======== Task material

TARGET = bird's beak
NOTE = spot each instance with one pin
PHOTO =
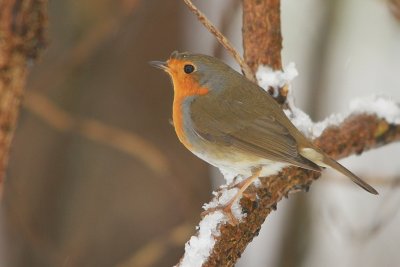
(159, 64)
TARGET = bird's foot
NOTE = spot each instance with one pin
(226, 209)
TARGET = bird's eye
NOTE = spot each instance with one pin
(188, 68)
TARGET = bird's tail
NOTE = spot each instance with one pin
(325, 161)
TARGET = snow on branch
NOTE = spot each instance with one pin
(370, 122)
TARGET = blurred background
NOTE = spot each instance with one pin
(97, 176)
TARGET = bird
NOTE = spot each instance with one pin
(234, 124)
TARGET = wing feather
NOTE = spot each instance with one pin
(254, 124)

================

Work item:
From the data above, give the number of lines that hold "TARGET", without anything else.

Output for this exercise:
8